** Exercise description **
Please put every non-blank line of the rows below into a Markdown table with two columns: No., numbering the lines in order, and Line, holding each line.

** Provided data **

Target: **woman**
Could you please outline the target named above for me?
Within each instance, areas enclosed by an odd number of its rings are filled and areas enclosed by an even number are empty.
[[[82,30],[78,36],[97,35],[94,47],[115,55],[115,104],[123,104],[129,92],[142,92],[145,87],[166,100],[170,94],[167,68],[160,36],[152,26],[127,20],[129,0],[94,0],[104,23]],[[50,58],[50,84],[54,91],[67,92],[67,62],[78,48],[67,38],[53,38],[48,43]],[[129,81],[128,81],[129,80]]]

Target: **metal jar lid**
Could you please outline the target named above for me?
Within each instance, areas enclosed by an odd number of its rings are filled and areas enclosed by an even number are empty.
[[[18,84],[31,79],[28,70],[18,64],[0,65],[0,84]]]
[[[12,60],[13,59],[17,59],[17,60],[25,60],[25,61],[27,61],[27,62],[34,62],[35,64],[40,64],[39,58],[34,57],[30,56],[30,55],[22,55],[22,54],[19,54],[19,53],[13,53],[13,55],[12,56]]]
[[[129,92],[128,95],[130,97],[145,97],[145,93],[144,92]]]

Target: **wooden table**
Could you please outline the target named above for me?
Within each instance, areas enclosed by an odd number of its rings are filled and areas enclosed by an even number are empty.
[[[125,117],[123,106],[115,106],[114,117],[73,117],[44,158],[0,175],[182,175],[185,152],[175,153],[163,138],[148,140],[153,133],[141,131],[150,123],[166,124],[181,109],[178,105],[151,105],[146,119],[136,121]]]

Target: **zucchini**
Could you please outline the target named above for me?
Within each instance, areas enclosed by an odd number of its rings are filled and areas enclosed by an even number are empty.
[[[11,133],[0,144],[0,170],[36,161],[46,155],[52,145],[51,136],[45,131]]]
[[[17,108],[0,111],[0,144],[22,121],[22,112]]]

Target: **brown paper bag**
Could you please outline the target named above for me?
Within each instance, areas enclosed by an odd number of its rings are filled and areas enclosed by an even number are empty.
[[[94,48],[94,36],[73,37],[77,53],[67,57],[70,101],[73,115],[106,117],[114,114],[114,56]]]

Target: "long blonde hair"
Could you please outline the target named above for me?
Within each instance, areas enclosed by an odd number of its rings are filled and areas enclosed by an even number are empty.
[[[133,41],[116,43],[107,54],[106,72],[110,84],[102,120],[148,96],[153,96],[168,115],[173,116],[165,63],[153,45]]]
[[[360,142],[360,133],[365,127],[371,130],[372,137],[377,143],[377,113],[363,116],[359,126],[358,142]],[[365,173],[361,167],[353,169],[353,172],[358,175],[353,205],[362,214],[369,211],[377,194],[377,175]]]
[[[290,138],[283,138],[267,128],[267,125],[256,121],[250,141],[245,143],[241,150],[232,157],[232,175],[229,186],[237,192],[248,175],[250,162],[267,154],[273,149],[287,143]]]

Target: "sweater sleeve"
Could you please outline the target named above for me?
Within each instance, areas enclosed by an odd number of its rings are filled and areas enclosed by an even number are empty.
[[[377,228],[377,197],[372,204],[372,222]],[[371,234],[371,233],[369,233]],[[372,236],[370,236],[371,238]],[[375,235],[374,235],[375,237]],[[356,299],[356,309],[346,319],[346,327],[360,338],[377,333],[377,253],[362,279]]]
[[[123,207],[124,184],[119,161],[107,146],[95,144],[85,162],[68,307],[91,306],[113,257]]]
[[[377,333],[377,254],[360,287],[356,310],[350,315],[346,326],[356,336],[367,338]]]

** Response to the task **
| No. | Line |
|---|---|
| 1 | Target: **woman** |
| 2 | Could you please outline the target named above for me? |
| 3 | Within each instance, areas enclosed by an odd number of its rings are filled and areas enclosed by an even number are empty. |
| 4 | [[[82,30],[78,36],[97,35],[94,47],[115,55],[115,104],[123,104],[129,92],[142,92],[145,87],[166,100],[170,94],[167,68],[160,36],[152,26],[127,20],[129,0],[94,0],[104,23]],[[50,58],[50,84],[54,91],[67,92],[67,62],[78,48],[67,38],[53,38],[48,43]],[[129,81],[128,81],[129,80]]] |
| 5 | Target: **metal jar lid** |
| 6 | Could you please outline the target named above for me? |
| 7 | Within each instance, areas enclosed by an odd number of its rings are filled and areas enclosed by an even number are empty. |
| 8 | [[[18,84],[31,79],[28,70],[18,64],[0,65],[0,84]]] |
| 9 | [[[12,60],[13,59],[17,59],[17,60],[25,60],[25,61],[27,61],[27,62],[34,62],[35,64],[40,64],[39,58],[34,57],[30,56],[30,55],[22,55],[22,54],[19,54],[19,53],[13,53],[13,55],[12,56]]] |
| 10 | [[[129,92],[128,95],[130,97],[145,97],[145,93],[144,92]]] |
| 11 | Target: **wooden table** |
| 12 | Could you please outline the target named above for me? |
| 13 | Within each instance, areas enclosed by an odd number of its rings are filled and areas enclosed by an even number are empty. |
| 14 | [[[125,117],[123,106],[115,106],[114,117],[73,117],[44,158],[0,175],[182,175],[185,152],[175,153],[163,138],[148,140],[153,133],[141,131],[150,123],[166,124],[181,109],[178,105],[151,105],[146,119],[136,121]]] |
| 15 | Target: **zucchini** |
| 16 | Could you please outline the target named above for me? |
| 17 | Within each instance, areas enclosed by an odd number of its rings are filled and areas enclosed by an even number are empty. |
| 18 | [[[11,133],[0,144],[0,170],[36,161],[46,155],[52,145],[51,136],[45,131]]] |
| 19 | [[[17,108],[0,111],[0,144],[22,121],[22,112]]] |
| 20 | Target: **brown paper bag** |
| 21 | Could you please outline the target named above for me? |
| 22 | Within each instance, areas enclosed by an odd number of its rings are filled and areas enclosed by an even number are empty. |
| 23 | [[[94,48],[94,36],[73,37],[77,53],[67,57],[70,101],[73,115],[106,117],[114,114],[114,56]]] |
| 24 | Target: "long blonde hair" |
| 25 | Could you please outline the target named above for me? |
| 26 | Within each instance, areas enclosed by an odd number of its rings are filled and areas enclosed by an even number are empty. |
| 27 | [[[133,41],[116,43],[107,54],[106,72],[110,84],[102,120],[148,96],[153,96],[168,115],[173,116],[165,63],[153,45]]] |
| 28 | [[[360,142],[360,133],[365,127],[371,130],[372,137],[377,143],[377,113],[363,116],[359,126],[358,142]],[[365,173],[361,167],[353,169],[353,172],[358,175],[353,205],[362,214],[369,211],[377,194],[377,175]]] |
| 29 | [[[290,138],[283,138],[267,128],[267,125],[256,121],[250,141],[245,143],[241,150],[232,157],[232,175],[229,186],[237,192],[248,175],[250,162],[267,154],[273,149],[287,143]]] |
| 30 | Target: "sweater sleeve" |
| 31 | Could you please outline the target named above for me? |
| 32 | Within each instance, areas enclosed by an odd number of its rings are filled and areas enclosed by an even number are empty. |
| 33 | [[[377,228],[377,197],[372,204],[372,222]],[[371,234],[371,233],[369,233]],[[372,236],[370,236],[371,238]],[[375,235],[374,235],[375,237]],[[356,299],[356,309],[346,319],[346,327],[360,338],[377,333],[377,253],[362,279]]] |
| 34 | [[[123,207],[124,184],[119,161],[107,146],[95,144],[85,162],[68,307],[91,306],[113,257]]] |
| 35 | [[[377,333],[377,254],[360,287],[356,310],[350,315],[346,326],[356,336],[367,338]]] |